What you have to do: Write out the entries below once more, exactly.

Input data:
---------------

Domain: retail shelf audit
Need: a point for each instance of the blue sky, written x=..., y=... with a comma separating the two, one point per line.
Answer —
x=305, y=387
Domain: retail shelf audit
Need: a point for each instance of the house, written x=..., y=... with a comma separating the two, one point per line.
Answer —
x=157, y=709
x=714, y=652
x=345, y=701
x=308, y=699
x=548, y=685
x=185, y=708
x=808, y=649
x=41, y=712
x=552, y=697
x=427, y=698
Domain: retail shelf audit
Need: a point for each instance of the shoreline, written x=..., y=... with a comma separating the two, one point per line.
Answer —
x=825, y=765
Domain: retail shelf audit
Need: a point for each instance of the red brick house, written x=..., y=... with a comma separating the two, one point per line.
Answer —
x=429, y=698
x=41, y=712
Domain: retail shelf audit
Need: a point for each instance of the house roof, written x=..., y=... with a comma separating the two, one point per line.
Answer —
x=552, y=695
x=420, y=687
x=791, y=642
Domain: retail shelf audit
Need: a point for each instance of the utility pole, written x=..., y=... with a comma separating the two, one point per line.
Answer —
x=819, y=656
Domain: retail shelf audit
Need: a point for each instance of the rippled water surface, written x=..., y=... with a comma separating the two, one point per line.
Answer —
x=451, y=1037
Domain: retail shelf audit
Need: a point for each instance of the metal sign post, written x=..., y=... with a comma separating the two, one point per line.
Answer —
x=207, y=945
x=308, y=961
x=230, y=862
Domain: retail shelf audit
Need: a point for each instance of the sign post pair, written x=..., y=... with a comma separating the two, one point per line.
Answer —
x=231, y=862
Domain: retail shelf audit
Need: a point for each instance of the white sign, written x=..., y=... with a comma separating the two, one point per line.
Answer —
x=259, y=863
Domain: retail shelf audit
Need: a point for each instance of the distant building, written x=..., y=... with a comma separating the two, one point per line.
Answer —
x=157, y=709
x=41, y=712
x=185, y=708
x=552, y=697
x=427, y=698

---------------

Exercise answer:
Domain: retail shelf audit
Need: a point for each instance of the blue sky, written x=..., y=... with a comma separating the two, one point per line.
Answer —
x=305, y=387
Domain: retail shelf audit
Need: a point for each instance of the house, written x=..., y=... with a comma separating the two, one point per line.
Answer —
x=157, y=709
x=714, y=652
x=345, y=701
x=308, y=699
x=548, y=685
x=185, y=708
x=808, y=649
x=41, y=712
x=552, y=697
x=427, y=698
Domain: retail shelf audit
Need: a point for each instance of the shoreline, written x=..., y=... with a comma separating the two, one point per line.
Answer —
x=825, y=765
Domain: retail shelf audit
Need: a point for each instance of the red brick house, written x=..., y=... with a comma separating the two, one point per line.
Answer —
x=429, y=698
x=41, y=712
Domain: retail shelf audit
Need: a point for each instance of the house roof, written x=..., y=... with a comma separating the two, one point per line.
Answer —
x=552, y=695
x=420, y=687
x=791, y=642
Domain: retail shelf audit
Need: a point for each instance of the utility pole, written x=..., y=... with a comma separating the two, one point per line.
Answer —
x=819, y=656
Domain: retail shelf audit
Need: a point for each instance of the rippled water surface, written x=..., y=... with a comma separating the two, one point per line.
Answer —
x=451, y=1037
Domain: retail shelf audit
Need: a point for each instance of the metal sign post, written x=..., y=... with a comma separating the two, one point per line.
Answer —
x=207, y=945
x=308, y=961
x=230, y=862
Domain: retail shelf audit
Need: a point for each instance of the sign post pair, written x=..., y=... with a comma separating the two, one point per line.
Answer —
x=231, y=862
Domain: retail shelf audit
Need: a point for each instance of the white sign, written x=..., y=... with a comma separating the two, one point per line.
Answer —
x=259, y=863
Domain: retail shelf audit
Need: a point for each instance of the distant building, written x=..., y=... with a comma separating the two, one point per line.
Answer —
x=157, y=709
x=41, y=712
x=185, y=708
x=552, y=697
x=427, y=698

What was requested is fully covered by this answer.